#### Records of labeled points
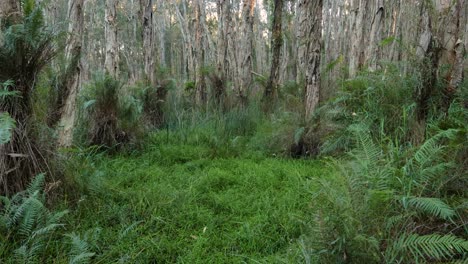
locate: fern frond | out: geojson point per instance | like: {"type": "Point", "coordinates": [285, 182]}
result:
{"type": "Point", "coordinates": [80, 249]}
{"type": "Point", "coordinates": [36, 184]}
{"type": "Point", "coordinates": [7, 124]}
{"type": "Point", "coordinates": [433, 246]}
{"type": "Point", "coordinates": [432, 206]}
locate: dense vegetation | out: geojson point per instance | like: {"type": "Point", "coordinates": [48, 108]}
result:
{"type": "Point", "coordinates": [376, 174]}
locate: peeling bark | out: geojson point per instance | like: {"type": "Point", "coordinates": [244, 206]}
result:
{"type": "Point", "coordinates": [73, 77]}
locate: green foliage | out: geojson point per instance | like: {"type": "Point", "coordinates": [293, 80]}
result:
{"type": "Point", "coordinates": [409, 183]}
{"type": "Point", "coordinates": [7, 124]}
{"type": "Point", "coordinates": [193, 208]}
{"type": "Point", "coordinates": [26, 224]}
{"type": "Point", "coordinates": [435, 247]}
{"type": "Point", "coordinates": [110, 113]}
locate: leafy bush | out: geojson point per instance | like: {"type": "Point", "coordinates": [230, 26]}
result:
{"type": "Point", "coordinates": [110, 115]}
{"type": "Point", "coordinates": [26, 224]}
{"type": "Point", "coordinates": [27, 46]}
{"type": "Point", "coordinates": [396, 198]}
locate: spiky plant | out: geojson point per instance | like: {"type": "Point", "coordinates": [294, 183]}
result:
{"type": "Point", "coordinates": [26, 224]}
{"type": "Point", "coordinates": [402, 191]}
{"type": "Point", "coordinates": [27, 46]}
{"type": "Point", "coordinates": [111, 113]}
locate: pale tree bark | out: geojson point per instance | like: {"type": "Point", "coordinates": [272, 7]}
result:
{"type": "Point", "coordinates": [313, 38]}
{"type": "Point", "coordinates": [246, 49]}
{"type": "Point", "coordinates": [357, 39]}
{"type": "Point", "coordinates": [303, 21]}
{"type": "Point", "coordinates": [73, 78]}
{"type": "Point", "coordinates": [455, 45]}
{"type": "Point", "coordinates": [9, 9]}
{"type": "Point", "coordinates": [111, 63]}
{"type": "Point", "coordinates": [271, 88]}
{"type": "Point", "coordinates": [200, 54]}
{"type": "Point", "coordinates": [188, 64]}
{"type": "Point", "coordinates": [220, 78]}
{"type": "Point", "coordinates": [373, 51]}
{"type": "Point", "coordinates": [148, 40]}
{"type": "Point", "coordinates": [427, 51]}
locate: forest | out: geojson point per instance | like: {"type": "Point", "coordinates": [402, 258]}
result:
{"type": "Point", "coordinates": [233, 131]}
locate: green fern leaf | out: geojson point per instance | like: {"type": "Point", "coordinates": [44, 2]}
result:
{"type": "Point", "coordinates": [432, 206]}
{"type": "Point", "coordinates": [433, 246]}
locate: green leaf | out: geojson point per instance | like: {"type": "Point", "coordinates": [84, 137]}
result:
{"type": "Point", "coordinates": [7, 124]}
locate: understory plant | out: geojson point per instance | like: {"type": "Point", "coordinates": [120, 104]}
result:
{"type": "Point", "coordinates": [399, 193]}
{"type": "Point", "coordinates": [26, 48]}
{"type": "Point", "coordinates": [110, 114]}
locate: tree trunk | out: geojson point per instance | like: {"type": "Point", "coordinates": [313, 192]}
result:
{"type": "Point", "coordinates": [111, 63]}
{"type": "Point", "coordinates": [312, 28]}
{"type": "Point", "coordinates": [246, 49]}
{"type": "Point", "coordinates": [10, 10]}
{"type": "Point", "coordinates": [427, 51]}
{"type": "Point", "coordinates": [357, 39]}
{"type": "Point", "coordinates": [73, 77]}
{"type": "Point", "coordinates": [271, 88]}
{"type": "Point", "coordinates": [372, 53]}
{"type": "Point", "coordinates": [200, 52]}
{"type": "Point", "coordinates": [148, 40]}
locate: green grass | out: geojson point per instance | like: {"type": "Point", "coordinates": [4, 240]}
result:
{"type": "Point", "coordinates": [178, 203]}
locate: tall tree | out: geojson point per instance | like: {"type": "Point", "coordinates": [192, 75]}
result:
{"type": "Point", "coordinates": [271, 88]}
{"type": "Point", "coordinates": [357, 38]}
{"type": "Point", "coordinates": [10, 9]}
{"type": "Point", "coordinates": [148, 40]}
{"type": "Point", "coordinates": [72, 80]}
{"type": "Point", "coordinates": [246, 49]}
{"type": "Point", "coordinates": [200, 54]}
{"type": "Point", "coordinates": [111, 62]}
{"type": "Point", "coordinates": [372, 52]}
{"type": "Point", "coordinates": [311, 26]}
{"type": "Point", "coordinates": [219, 79]}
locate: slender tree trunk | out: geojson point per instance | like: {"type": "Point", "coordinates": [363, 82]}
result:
{"type": "Point", "coordinates": [111, 63]}
{"type": "Point", "coordinates": [427, 51]}
{"type": "Point", "coordinates": [248, 13]}
{"type": "Point", "coordinates": [357, 39]}
{"type": "Point", "coordinates": [148, 40]}
{"type": "Point", "coordinates": [73, 78]}
{"type": "Point", "coordinates": [200, 52]}
{"type": "Point", "coordinates": [312, 28]}
{"type": "Point", "coordinates": [373, 51]}
{"type": "Point", "coordinates": [271, 89]}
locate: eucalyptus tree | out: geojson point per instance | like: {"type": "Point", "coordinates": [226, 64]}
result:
{"type": "Point", "coordinates": [111, 62]}
{"type": "Point", "coordinates": [72, 80]}
{"type": "Point", "coordinates": [271, 88]}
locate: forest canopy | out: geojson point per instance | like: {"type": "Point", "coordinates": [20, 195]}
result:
{"type": "Point", "coordinates": [233, 131]}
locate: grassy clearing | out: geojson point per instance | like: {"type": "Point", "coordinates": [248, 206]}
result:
{"type": "Point", "coordinates": [177, 202]}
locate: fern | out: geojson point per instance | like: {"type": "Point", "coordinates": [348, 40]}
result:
{"type": "Point", "coordinates": [432, 206]}
{"type": "Point", "coordinates": [80, 250]}
{"type": "Point", "coordinates": [27, 223]}
{"type": "Point", "coordinates": [7, 124]}
{"type": "Point", "coordinates": [438, 247]}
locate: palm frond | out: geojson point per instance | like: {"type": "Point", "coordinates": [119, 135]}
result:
{"type": "Point", "coordinates": [432, 206]}
{"type": "Point", "coordinates": [437, 247]}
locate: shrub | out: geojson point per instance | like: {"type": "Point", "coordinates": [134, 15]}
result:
{"type": "Point", "coordinates": [27, 46]}
{"type": "Point", "coordinates": [110, 114]}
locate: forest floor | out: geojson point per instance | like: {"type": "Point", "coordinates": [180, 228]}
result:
{"type": "Point", "coordinates": [179, 203]}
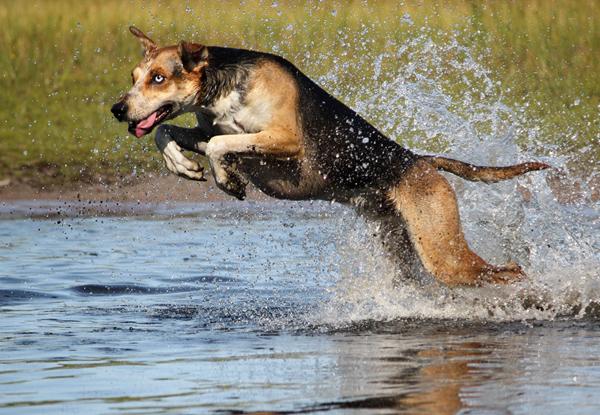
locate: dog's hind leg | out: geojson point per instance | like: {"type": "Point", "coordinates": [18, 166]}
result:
{"type": "Point", "coordinates": [428, 205]}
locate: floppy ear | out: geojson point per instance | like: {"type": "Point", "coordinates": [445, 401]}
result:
{"type": "Point", "coordinates": [146, 42]}
{"type": "Point", "coordinates": [193, 56]}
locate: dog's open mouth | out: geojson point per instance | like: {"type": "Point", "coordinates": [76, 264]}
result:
{"type": "Point", "coordinates": [145, 126]}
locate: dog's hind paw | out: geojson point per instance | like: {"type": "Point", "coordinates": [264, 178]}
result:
{"type": "Point", "coordinates": [506, 274]}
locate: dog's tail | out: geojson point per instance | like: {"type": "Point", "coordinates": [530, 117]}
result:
{"type": "Point", "coordinates": [483, 173]}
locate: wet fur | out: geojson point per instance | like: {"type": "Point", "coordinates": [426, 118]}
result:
{"type": "Point", "coordinates": [261, 120]}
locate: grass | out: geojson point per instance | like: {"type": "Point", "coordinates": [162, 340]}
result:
{"type": "Point", "coordinates": [64, 62]}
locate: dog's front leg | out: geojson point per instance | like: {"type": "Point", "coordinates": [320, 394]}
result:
{"type": "Point", "coordinates": [170, 139]}
{"type": "Point", "coordinates": [223, 151]}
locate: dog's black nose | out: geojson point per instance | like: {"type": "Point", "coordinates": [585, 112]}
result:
{"type": "Point", "coordinates": [119, 110]}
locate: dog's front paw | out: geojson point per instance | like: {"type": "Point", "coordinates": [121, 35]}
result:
{"type": "Point", "coordinates": [180, 164]}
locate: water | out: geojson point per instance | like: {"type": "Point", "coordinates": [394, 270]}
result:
{"type": "Point", "coordinates": [242, 307]}
{"type": "Point", "coordinates": [292, 307]}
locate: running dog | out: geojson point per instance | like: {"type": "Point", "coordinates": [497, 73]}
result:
{"type": "Point", "coordinates": [262, 121]}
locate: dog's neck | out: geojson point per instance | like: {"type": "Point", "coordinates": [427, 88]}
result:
{"type": "Point", "coordinates": [223, 75]}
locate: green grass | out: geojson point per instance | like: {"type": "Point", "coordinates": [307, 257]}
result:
{"type": "Point", "coordinates": [63, 63]}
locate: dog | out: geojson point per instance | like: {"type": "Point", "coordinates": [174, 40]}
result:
{"type": "Point", "coordinates": [262, 121]}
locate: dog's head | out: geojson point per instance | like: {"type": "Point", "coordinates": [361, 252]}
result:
{"type": "Point", "coordinates": [165, 84]}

#### Task details
Write out exactly the lines starting with the one that holds "locate: dog's black" and running through the last line above.

#### Task response
locate: dog's black nose | out: geojson point per instance | like: {"type": "Point", "coordinates": [585, 112]}
result:
{"type": "Point", "coordinates": [119, 110]}
locate: dog's front paw | out: geojson point per instance | like: {"type": "Point", "coordinates": [121, 35]}
result:
{"type": "Point", "coordinates": [180, 164]}
locate: water | out: geojson point per instance | like: {"type": "Point", "coordinates": [394, 270]}
result:
{"type": "Point", "coordinates": [242, 307]}
{"type": "Point", "coordinates": [292, 307]}
locate: running dog | out: geojson point per instance | like: {"type": "Point", "coordinates": [497, 73]}
result:
{"type": "Point", "coordinates": [262, 121]}
locate: dog's neck | out: geojson point per instance | like: {"type": "Point", "coordinates": [427, 88]}
result:
{"type": "Point", "coordinates": [223, 75]}
locate: green grass | out: geojson point per instance | like: {"type": "Point", "coordinates": [307, 257]}
result:
{"type": "Point", "coordinates": [63, 63]}
locate: dog | out: geojson point per instance | like: {"type": "Point", "coordinates": [174, 40]}
result:
{"type": "Point", "coordinates": [262, 121]}
locate: dog's head | out: geojson point per instance | like: {"type": "Point", "coordinates": [361, 252]}
result:
{"type": "Point", "coordinates": [165, 84]}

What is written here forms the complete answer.